**Passage given:**
<<<<

Camp Taji hosts forces from the international coalition fighting the Islamic State group. Initial reports suggest that militias fired 107mm Katyusha rockets at the base from improvised truck launchers, with 18 of the 30 projectiles landing in the camp. Beyond the British and American fatalities, 14 coalition personnel were also injured. No group has officially claimed responsibility for the attack, but General Kenneth McKenzie, head of US Central Command, said that Kataib Hezbollah had previously conducted similar operations against US forces. Shortly after, Kataib Hezbollah released a statement that seemingly denied responsibility for the attack but praised whichever group was accountable, asking it to identify itself.

>>>>

**Recorded data:**
<<<<

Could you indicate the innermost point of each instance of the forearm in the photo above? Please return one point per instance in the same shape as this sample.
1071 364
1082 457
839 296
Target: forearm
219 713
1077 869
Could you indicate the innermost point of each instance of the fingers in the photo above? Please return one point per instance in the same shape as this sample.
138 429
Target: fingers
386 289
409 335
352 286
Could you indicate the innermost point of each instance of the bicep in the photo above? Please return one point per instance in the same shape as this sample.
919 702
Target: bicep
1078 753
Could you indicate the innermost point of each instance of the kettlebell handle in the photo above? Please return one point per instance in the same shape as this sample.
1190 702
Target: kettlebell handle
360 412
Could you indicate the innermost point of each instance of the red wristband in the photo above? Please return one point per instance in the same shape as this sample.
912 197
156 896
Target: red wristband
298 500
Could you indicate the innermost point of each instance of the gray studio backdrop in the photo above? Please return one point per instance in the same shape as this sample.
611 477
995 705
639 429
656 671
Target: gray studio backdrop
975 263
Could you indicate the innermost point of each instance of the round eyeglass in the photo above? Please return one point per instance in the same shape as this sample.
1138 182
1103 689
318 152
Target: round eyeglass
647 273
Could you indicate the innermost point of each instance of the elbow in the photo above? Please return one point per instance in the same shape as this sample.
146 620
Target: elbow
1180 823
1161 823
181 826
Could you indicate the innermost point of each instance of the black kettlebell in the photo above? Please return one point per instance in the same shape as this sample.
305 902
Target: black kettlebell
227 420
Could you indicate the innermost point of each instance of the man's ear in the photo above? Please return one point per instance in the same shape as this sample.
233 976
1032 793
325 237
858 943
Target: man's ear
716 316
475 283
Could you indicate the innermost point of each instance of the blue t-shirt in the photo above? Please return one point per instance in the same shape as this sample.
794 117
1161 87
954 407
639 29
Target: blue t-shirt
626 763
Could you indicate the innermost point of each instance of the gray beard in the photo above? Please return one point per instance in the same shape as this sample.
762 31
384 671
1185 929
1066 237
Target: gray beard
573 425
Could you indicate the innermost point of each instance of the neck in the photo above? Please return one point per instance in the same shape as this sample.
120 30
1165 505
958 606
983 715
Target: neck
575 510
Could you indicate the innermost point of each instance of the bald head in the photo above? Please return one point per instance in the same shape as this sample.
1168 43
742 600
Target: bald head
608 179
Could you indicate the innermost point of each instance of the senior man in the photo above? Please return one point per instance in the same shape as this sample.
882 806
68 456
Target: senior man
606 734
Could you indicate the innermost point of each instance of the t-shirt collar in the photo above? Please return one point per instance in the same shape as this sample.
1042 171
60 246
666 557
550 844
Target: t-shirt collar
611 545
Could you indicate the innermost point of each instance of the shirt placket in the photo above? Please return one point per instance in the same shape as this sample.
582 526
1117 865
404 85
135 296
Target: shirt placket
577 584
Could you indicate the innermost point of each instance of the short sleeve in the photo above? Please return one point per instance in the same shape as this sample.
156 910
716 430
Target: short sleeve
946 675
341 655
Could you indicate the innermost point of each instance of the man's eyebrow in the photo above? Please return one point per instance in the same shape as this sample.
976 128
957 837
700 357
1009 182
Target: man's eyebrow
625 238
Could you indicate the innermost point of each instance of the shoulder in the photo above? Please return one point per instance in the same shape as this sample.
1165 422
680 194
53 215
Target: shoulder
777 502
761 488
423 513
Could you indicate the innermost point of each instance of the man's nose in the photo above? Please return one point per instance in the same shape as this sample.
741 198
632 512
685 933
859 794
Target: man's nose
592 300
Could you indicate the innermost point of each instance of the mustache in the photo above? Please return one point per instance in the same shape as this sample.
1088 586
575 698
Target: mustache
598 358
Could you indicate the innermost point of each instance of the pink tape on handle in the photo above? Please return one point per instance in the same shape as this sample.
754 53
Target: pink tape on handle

>>>>

**Challenge:** Retype the passage on the Camp Taji rocket attack word for word, from "Camp Taji hosts" to "to identify itself.".

**Full response:**
Camp Taji hosts forces from the international coalition fighting the Islamic State group. Initial reports suggest that militias fired 107mm Katyusha rockets at the base from improvised truck launchers, with 18 of the 30 projectiles landing in the camp. Beyond the British and American fatalities, 14 coalition personnel were also injured. No group has officially claimed responsibility for the attack, but General Kenneth McKenzie, head of US Central Command, said that Kataib Hezbollah had previously conducted similar operations against US forces. Shortly after, Kataib Hezbollah released a statement that seemingly denied responsibility for the attack but praised whichever group was accountable, asking it to identify itself.